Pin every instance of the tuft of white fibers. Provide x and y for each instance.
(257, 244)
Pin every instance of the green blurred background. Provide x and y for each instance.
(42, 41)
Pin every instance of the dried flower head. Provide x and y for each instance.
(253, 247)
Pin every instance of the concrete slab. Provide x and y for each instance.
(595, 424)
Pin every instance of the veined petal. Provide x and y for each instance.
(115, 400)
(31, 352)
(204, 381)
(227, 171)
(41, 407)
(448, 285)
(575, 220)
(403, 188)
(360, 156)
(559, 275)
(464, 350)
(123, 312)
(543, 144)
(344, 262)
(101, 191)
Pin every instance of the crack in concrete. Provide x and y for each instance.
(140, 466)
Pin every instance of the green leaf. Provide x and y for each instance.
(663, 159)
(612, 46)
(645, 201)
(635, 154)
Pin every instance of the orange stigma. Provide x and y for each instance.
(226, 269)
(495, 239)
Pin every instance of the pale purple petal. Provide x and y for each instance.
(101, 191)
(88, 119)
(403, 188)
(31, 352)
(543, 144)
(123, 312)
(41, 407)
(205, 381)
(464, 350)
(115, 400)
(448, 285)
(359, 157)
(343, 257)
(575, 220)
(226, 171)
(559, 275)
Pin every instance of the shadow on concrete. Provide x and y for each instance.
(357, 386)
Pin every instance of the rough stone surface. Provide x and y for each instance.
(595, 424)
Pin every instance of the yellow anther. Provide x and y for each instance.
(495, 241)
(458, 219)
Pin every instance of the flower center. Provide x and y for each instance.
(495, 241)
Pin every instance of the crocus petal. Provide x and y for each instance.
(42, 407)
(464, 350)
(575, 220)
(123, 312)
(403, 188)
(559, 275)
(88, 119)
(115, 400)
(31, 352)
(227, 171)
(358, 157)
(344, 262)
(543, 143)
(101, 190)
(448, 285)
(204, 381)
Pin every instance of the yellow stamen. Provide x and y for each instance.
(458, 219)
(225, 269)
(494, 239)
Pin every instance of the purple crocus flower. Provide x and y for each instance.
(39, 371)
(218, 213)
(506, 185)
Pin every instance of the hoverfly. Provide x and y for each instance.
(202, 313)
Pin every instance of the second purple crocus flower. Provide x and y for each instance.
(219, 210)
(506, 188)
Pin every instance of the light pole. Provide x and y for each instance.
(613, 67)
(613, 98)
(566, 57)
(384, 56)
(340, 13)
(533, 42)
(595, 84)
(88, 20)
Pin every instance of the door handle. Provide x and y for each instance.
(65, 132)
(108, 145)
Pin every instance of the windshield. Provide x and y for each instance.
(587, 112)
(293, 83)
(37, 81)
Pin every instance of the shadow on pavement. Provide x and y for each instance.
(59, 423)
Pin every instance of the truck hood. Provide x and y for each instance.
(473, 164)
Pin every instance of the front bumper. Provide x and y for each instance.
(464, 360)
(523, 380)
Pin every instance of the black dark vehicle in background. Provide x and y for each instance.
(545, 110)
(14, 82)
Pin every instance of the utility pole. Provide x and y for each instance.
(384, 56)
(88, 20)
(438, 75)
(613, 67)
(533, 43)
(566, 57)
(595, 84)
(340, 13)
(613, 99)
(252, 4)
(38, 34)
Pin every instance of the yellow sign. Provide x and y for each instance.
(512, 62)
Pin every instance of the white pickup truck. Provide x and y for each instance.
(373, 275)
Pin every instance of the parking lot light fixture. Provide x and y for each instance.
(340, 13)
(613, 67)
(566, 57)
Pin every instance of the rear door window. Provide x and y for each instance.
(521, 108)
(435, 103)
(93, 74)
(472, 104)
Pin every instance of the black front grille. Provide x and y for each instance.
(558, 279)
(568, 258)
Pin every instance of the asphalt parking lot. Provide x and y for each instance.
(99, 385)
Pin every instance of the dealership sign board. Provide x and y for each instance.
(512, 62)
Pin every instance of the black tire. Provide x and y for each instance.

──────────────────────────────

_Directive:_ Set down all of the data above, word for word.

_Full solution:_
Pin every instance of the tuft of white fibers. Provide x and y for each instance.
(257, 244)
Pin every instance of the green blurred background. Provide x and y for each instance.
(42, 41)
Pin every instance of the dried flower head. Provide x and y for each instance.
(253, 247)
Pin every instance of the concrete slab. Provide x and y for each instance.
(595, 424)
Pin every instance of the veined petal. Provide x and y for each instance.
(115, 400)
(31, 352)
(204, 381)
(227, 171)
(41, 407)
(448, 285)
(575, 220)
(403, 188)
(360, 156)
(559, 275)
(464, 350)
(123, 312)
(543, 144)
(344, 262)
(101, 191)
Pin every instance of the crack in concrete. Provide x and y for each instance.
(140, 466)
Pin every instance of the green leaf. Provide x and y for each instance.
(663, 159)
(612, 46)
(645, 201)
(635, 154)
Pin every instance of the orange stigma. Provide x and y for each instance.
(226, 269)
(495, 239)
Pin every instance of the pale purple petal. Provide x and y for each instance.
(101, 191)
(88, 119)
(403, 188)
(31, 352)
(543, 144)
(123, 312)
(41, 407)
(205, 381)
(464, 350)
(115, 400)
(448, 285)
(359, 157)
(343, 257)
(575, 220)
(226, 171)
(559, 275)
Pin every instance of the shadow on concrete. Provide x and y for each instance.
(357, 386)
Pin every instance of the rough stone surface. Provide x and y for each instance.
(595, 424)
Pin every instance of the yellow anther. Provide x and y for each instance.
(495, 241)
(458, 219)
Pin every instance of the flower center. Provide x and y for each instance.
(495, 241)
Pin every instance of the crocus petal. Provide x and y for each instance.
(42, 407)
(464, 350)
(575, 220)
(123, 312)
(403, 188)
(559, 275)
(88, 119)
(115, 400)
(31, 352)
(227, 171)
(358, 157)
(344, 262)
(543, 143)
(101, 190)
(448, 285)
(204, 381)
Pin every instance of the yellow stamen. Provide x and y for each instance.
(458, 219)
(225, 269)
(494, 239)
Pin every instance of the purple crocus flower. Provide x and y for each instance.
(39, 371)
(218, 213)
(506, 185)
Pin every instance of the hoverfly. Provide x and y for each instance.
(202, 313)
Pin every instance of the second purple crocus flower. Provide x and y for each instance.
(219, 210)
(506, 188)
Pin every instance of the light pole. Provide x and y for each instance.
(613, 67)
(613, 98)
(566, 57)
(384, 56)
(340, 13)
(533, 42)
(595, 84)
(88, 20)
Pin every instance of the door handle. Provide x and y for each instance.
(65, 132)
(108, 145)
Pin every instance of the windshield. Provide x and y for each instance.
(587, 112)
(293, 83)
(37, 81)
Pin every instance of the shadow on pavement. Provide x and y for each instance.
(59, 423)
Pin every instance of the truck hood. Provide x and y for each instance.
(473, 164)
Pin every instance of the front bumper. Provide x and y for each instance.
(464, 360)
(523, 380)
Pin every instance of the black dark vehicle in background. Provide x and y for each instance.
(545, 110)
(14, 82)
Pin every instance of the utility pole. Provide x and y for each instance.
(384, 56)
(88, 20)
(438, 75)
(613, 67)
(533, 43)
(566, 57)
(595, 84)
(340, 13)
(613, 99)
(252, 4)
(38, 34)
Pin every instance of the yellow sign. Provide x and y for each instance.
(512, 62)
Pin every instance of the white pickup truck. Provide x and y for each instance.
(373, 275)
Pin every instance of the parking lot light fixture. Provide x and y for each instance.
(340, 13)
(613, 67)
(566, 57)
Pin every instance of the rear door window. Provide x and y for each instance.
(521, 108)
(435, 103)
(93, 74)
(472, 104)
Pin every instance of the black front grille. Provide x and y for each instance.
(558, 279)
(568, 258)
Pin every instance of the asphalt parking lot. Provide x and y for each instance.
(99, 385)
Pin every instance of the dealership sign board. Provide x and y for each instance.
(512, 62)
Pin every instance of the black tire. Provide x and y for each instance.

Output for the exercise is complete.